**** Records provided
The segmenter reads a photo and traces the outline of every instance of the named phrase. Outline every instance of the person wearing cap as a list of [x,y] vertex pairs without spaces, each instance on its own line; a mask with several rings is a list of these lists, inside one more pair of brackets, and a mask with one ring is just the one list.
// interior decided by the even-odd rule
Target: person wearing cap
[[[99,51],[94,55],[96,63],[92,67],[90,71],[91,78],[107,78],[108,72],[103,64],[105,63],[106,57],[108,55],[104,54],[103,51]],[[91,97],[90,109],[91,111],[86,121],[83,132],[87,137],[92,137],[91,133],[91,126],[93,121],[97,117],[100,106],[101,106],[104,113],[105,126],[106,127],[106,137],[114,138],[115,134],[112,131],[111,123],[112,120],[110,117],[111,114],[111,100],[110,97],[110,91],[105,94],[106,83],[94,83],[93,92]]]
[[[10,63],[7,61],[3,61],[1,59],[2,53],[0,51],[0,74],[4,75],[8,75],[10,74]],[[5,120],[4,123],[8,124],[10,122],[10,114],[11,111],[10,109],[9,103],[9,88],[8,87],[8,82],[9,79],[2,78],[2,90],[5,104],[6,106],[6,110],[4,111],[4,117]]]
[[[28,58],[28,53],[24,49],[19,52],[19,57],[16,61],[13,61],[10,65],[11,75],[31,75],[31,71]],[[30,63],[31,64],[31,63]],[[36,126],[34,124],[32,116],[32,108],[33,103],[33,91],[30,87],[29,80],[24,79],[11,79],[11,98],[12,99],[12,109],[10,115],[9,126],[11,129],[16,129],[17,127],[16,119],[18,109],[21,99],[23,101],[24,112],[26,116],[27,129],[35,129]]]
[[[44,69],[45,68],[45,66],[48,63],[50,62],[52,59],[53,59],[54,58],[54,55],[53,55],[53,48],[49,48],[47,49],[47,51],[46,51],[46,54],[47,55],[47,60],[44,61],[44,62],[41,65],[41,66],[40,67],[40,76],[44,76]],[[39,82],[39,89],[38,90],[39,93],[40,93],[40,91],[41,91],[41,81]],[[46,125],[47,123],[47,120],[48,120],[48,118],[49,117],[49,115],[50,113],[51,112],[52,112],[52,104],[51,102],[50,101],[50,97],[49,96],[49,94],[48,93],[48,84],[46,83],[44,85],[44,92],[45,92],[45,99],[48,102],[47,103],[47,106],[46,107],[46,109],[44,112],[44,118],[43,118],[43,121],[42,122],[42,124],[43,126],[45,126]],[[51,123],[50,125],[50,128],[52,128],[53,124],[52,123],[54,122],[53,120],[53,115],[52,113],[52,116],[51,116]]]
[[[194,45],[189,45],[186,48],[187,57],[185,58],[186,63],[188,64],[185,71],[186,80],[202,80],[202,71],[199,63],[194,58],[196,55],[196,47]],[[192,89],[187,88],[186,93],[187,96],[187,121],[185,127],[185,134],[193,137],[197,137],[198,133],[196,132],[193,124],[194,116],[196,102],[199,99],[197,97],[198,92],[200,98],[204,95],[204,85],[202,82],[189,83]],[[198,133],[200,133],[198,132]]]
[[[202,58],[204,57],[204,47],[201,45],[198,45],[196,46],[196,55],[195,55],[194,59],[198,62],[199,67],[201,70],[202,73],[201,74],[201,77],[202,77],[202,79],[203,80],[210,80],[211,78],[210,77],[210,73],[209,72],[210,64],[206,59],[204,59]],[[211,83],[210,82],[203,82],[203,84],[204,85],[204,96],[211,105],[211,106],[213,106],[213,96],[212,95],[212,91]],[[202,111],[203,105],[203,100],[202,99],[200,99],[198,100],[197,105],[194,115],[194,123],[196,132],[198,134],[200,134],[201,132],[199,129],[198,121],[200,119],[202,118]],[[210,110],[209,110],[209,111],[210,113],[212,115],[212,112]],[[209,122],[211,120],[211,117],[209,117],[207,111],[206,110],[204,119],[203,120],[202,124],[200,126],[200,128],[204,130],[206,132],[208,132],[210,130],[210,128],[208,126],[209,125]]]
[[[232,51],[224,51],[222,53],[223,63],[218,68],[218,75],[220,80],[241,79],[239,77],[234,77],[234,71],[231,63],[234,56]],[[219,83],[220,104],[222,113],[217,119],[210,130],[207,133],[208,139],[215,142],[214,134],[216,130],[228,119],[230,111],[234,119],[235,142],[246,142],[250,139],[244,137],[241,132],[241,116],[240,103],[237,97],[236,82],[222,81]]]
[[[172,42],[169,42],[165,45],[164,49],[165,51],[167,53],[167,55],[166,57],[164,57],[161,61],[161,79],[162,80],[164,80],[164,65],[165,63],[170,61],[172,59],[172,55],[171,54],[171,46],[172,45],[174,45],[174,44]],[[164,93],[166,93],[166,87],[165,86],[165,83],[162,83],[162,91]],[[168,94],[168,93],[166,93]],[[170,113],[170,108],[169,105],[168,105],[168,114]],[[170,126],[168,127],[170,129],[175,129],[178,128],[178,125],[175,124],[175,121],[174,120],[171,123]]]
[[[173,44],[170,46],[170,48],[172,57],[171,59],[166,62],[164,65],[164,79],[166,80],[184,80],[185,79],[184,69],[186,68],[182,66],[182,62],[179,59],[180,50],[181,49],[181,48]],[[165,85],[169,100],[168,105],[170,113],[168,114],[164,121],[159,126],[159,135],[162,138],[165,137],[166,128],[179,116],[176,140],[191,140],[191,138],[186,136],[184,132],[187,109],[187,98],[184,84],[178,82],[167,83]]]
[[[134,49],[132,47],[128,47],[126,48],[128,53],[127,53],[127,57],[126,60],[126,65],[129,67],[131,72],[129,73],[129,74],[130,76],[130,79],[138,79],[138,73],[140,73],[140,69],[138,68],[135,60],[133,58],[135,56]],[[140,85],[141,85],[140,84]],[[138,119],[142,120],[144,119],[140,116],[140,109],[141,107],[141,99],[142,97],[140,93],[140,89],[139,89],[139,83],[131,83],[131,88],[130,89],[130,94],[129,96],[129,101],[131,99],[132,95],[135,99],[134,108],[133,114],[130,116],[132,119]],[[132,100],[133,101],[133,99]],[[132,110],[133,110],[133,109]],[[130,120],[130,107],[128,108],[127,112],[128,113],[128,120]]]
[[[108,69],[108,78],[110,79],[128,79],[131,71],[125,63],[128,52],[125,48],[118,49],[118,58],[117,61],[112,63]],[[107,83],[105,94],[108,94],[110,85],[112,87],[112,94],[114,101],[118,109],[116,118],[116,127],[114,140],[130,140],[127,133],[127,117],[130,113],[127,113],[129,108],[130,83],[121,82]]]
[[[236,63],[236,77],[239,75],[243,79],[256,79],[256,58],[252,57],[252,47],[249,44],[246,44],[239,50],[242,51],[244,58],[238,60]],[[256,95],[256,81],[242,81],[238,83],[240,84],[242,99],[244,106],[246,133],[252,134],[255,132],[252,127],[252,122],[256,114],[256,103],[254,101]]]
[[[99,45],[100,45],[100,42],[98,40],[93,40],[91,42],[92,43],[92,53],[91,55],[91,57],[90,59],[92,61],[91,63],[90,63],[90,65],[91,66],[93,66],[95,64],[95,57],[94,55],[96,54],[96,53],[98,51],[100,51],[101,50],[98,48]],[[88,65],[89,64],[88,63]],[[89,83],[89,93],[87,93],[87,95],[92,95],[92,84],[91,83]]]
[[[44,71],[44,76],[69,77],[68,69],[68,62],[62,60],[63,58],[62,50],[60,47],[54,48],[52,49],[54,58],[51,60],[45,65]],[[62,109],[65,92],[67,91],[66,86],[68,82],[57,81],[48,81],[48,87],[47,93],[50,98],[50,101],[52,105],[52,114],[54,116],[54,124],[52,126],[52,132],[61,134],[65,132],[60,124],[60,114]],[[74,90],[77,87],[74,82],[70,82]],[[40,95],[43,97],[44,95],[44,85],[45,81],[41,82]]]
********
Exercise task: Find every line in the items above that contains the string "inside", and copy each one.

Expected answer:
The segmenter reads a photo and traces the outline of every instance of the named phrase. Outline every instance of the person wearing cap as a list of [x,y] vertex pairs without spaces, each instance on its own line; a mask with several rings is a list of these lists, inside one more pair of brackets, and a mask with one ring is just the one list.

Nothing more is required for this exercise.